**Action item**
Wherever a picture sits, omit it. Output the rest of the listing exactly.

**The data**

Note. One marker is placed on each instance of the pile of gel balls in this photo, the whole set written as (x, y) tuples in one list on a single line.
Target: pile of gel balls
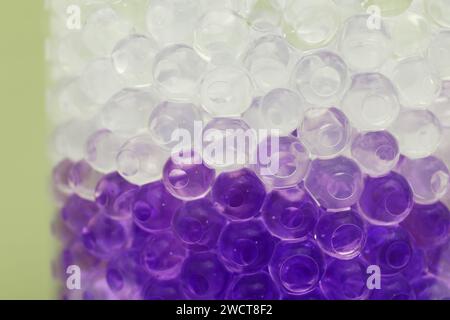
[(251, 149)]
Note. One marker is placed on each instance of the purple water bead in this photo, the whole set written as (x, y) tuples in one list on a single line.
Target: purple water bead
[(246, 246), (239, 193), (386, 200), (186, 177), (341, 235), (335, 183), (163, 255), (390, 248), (290, 213), (376, 152), (297, 267), (204, 277), (154, 207), (198, 224), (345, 280), (256, 286)]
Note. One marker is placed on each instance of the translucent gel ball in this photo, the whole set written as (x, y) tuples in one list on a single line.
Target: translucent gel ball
[(133, 59), (386, 200), (290, 213), (371, 103), (325, 132), (376, 152), (417, 83), (335, 183), (428, 177), (321, 77), (226, 91), (297, 267), (418, 133), (177, 71), (363, 46)]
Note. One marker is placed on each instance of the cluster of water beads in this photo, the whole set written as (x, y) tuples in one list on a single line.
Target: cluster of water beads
[(353, 174)]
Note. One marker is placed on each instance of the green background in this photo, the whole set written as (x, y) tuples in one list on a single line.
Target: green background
[(26, 244)]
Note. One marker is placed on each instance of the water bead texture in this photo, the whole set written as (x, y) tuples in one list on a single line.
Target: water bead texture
[(341, 234), (297, 267), (325, 132), (186, 177), (177, 71), (140, 160), (371, 103), (290, 213), (386, 200), (310, 24), (239, 193), (345, 280), (321, 77), (377, 153), (418, 133), (226, 91), (204, 277), (198, 224), (428, 178), (364, 47), (257, 286), (336, 183)]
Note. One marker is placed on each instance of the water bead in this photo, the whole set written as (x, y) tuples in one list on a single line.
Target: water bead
[(371, 103), (226, 91), (297, 267), (428, 178), (204, 277), (290, 213), (418, 133), (198, 224), (257, 286), (140, 160), (239, 193), (386, 200), (336, 183), (321, 77), (341, 234), (376, 152), (325, 132)]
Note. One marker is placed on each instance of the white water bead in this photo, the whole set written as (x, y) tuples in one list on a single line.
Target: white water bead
[(140, 160), (177, 72), (226, 91), (133, 58), (416, 82), (321, 77), (128, 111), (371, 103), (418, 133)]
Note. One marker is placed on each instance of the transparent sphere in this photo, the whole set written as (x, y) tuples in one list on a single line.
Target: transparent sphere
[(128, 111), (377, 152), (103, 29), (133, 59), (226, 91), (428, 178), (267, 60), (418, 133), (325, 132), (171, 121), (177, 71), (416, 81), (140, 161), (371, 103), (365, 47), (220, 35), (310, 24), (321, 77)]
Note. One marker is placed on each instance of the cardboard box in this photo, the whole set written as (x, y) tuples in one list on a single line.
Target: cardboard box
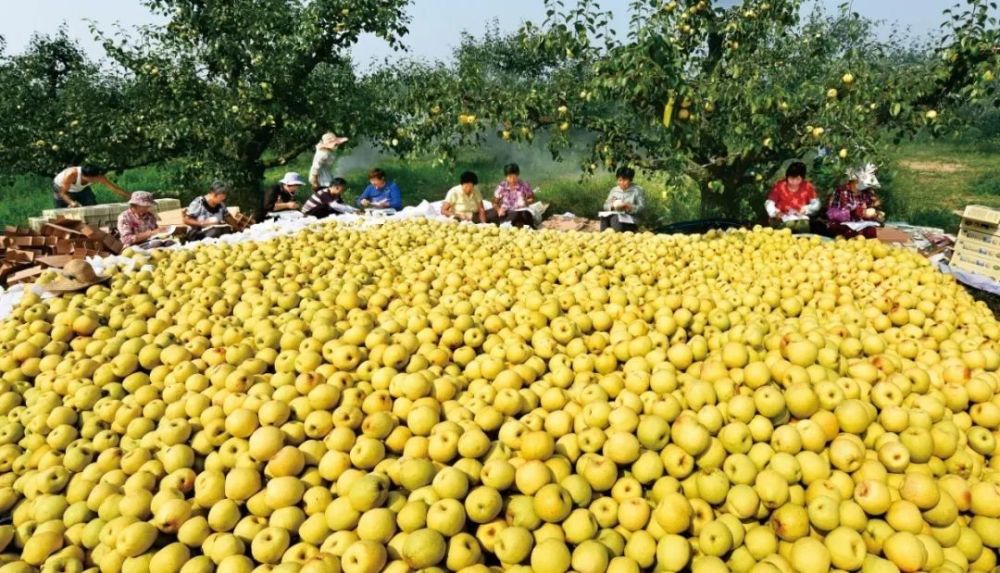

**Answer to this task**
Note. One marker is placed on each instance of the pile of gel balls in this photo, the whole set written as (x, y) tuples in one list on a single line.
Target: pile of gel balls
[(251, 149)]
Note. One marker is placed on each instance of the purple water bead in this photo, the whole set written as (x, y) tuples in one list on a single line.
Target: purple water bead
[(246, 246), (239, 193), (386, 200), (186, 177), (341, 235), (335, 183), (163, 255), (390, 248), (290, 213), (376, 152), (297, 267), (204, 277), (154, 207), (198, 224), (345, 280), (256, 286)]
Note. One marker is placed on each instance of the translucent gel ball in this photo, the whole set written as (x, y) tuples in one list on a single line.
Target: translucent gel ball
[(133, 59), (386, 200), (290, 213), (371, 103), (325, 132), (376, 152), (417, 83), (335, 183), (428, 177), (321, 77), (226, 91), (297, 267), (418, 133), (177, 71), (363, 46)]
Note. One marker is placed on each instance of the cluster of water beads in this photo, the whole set written as (x, y) tuples in one list on a single line.
Target: cluster of water beads
[(353, 174)]
Note. One marker is placed on each instance of the green background in this photo, the whole set written as (x, y) tuples in one list on a single line.
Target: green background
[(26, 244)]
Note. One marker is placed on each instance of the water bead texture in this photo, the whole set written as (x, y) tuples in one list on a single line.
Target: water bead texture
[(341, 234), (297, 267), (325, 132), (186, 177), (177, 71), (140, 160), (371, 103), (290, 213), (386, 200), (310, 24), (239, 193), (345, 280), (321, 77), (377, 153), (418, 133), (226, 91), (204, 277), (198, 224), (428, 178), (364, 47), (257, 286), (336, 183)]
Note. One marker is placed on each instance of the water bead in this photo, the whole set written as (x, y) tuples in one list on a single line.
Target: water bead
[(371, 103), (226, 91), (297, 267), (428, 178), (204, 277), (290, 213), (418, 133), (198, 224), (257, 286), (140, 160), (239, 193), (386, 200), (336, 183), (321, 77), (341, 234), (376, 152), (325, 132)]
Note. One marker is placed on each instance of the white water bead in this photo, the whole set written as (x, y) tuples in one list on a single line.
Target: white water bead
[(140, 160), (177, 72), (226, 91), (133, 58), (416, 82), (321, 77), (128, 111), (371, 103), (418, 133)]
Note. One marker is placed on each instance of the transparent sphere in this photo, the whole set written as (x, y) tuples in one list on a single line.
Target: transparent sphere
[(128, 111), (377, 152), (103, 29), (133, 59), (226, 91), (428, 178), (267, 60), (418, 133), (325, 132), (171, 121), (177, 71), (416, 81), (140, 161), (371, 103), (365, 47), (220, 35), (310, 24), (321, 77)]
Note. One marker is placed on each instance of the cardboard box in this photo, the whole set written as (x, y) tuples in one list on a single line.
Target: cardboard box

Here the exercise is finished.